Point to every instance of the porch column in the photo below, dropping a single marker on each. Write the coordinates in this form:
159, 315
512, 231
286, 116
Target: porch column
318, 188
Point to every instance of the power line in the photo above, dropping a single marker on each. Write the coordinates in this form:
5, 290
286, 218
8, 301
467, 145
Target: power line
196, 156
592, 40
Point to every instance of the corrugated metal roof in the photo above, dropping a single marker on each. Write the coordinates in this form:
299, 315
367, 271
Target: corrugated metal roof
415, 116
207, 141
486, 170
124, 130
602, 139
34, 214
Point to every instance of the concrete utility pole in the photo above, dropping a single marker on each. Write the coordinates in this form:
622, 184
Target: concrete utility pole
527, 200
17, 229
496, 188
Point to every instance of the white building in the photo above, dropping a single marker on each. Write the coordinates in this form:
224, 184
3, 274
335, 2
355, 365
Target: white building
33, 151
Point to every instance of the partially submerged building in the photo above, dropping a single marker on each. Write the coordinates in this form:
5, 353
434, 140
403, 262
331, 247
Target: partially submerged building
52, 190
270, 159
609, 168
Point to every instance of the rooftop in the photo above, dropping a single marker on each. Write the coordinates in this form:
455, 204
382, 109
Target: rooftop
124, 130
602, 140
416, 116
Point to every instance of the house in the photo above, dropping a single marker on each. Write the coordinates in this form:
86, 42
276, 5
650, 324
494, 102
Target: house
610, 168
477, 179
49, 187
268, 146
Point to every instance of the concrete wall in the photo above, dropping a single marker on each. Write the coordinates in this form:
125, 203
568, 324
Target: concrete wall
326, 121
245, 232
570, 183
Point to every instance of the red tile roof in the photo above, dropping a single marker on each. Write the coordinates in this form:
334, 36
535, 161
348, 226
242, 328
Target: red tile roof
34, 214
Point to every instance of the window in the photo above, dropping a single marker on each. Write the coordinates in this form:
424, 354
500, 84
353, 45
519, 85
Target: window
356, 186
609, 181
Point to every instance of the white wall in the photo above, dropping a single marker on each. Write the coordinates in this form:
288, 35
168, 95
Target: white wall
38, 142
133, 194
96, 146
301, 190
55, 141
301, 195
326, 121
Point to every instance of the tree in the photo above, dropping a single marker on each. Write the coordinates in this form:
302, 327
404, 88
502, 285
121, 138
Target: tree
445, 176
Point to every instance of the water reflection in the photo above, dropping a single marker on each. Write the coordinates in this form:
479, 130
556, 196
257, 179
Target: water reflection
----------------
What you need to do:
From the start of the data to the line that holds "Point to every instance of the red", retype each line exactly, with both ends included.

Written response:
Point to every instance of the porch column in the photo below, dropping a single marker on each. Write the coordinates in this form:
159, 315
512, 231
286, 116
Target: porch column
318, 188
Point to every instance of the power line in the photo above, dropping a single marker on each. Write the coordinates in this form:
5, 290
286, 218
8, 301
467, 145
Target: power line
196, 156
592, 40
Point to every instance of the corrugated metal roof in the photo above, dropping a single marker on each. Write the coordinates in this form:
299, 315
367, 271
Target: corrugated metal roof
415, 116
207, 141
486, 170
124, 130
602, 139
34, 214
Point to every instance of the concrete utility pole in the photo above, dropping a single marker on each. Write the coordinates in this form:
622, 184
Target: concrete utility pole
527, 200
17, 229
496, 188
Point to every instance of the white building in the photo above, dropping a single marker on each. Write the coordinates in this form:
224, 184
3, 274
335, 2
355, 365
Target: white building
33, 151
Point to every instance of the partially submerged building in the photo above, dropping a single marker on each. Write the coordinates in this form:
5, 353
434, 140
403, 262
331, 247
Target: partially submerged building
52, 190
270, 159
609, 168
Point to every instance of the rooftop in the photo above, dropping a single marker on each. Write the coordinates in this form:
455, 204
382, 109
Target: rooftop
124, 130
602, 140
416, 116
Point to every instance of the house in the photo above, dropping a single marker on each. Write the coordinates in this form:
86, 42
276, 5
650, 324
494, 102
Target: house
610, 168
477, 179
49, 187
268, 146
Point to every instance of the concrete wall in the photo above, dropping a single marker on each. Write the coordinates in this form:
125, 203
568, 324
Target: concrete wall
326, 121
245, 232
570, 183
Point to every instance of the red tile roof in the photo above, dropping a single marker on each. Write the coordinates in this form:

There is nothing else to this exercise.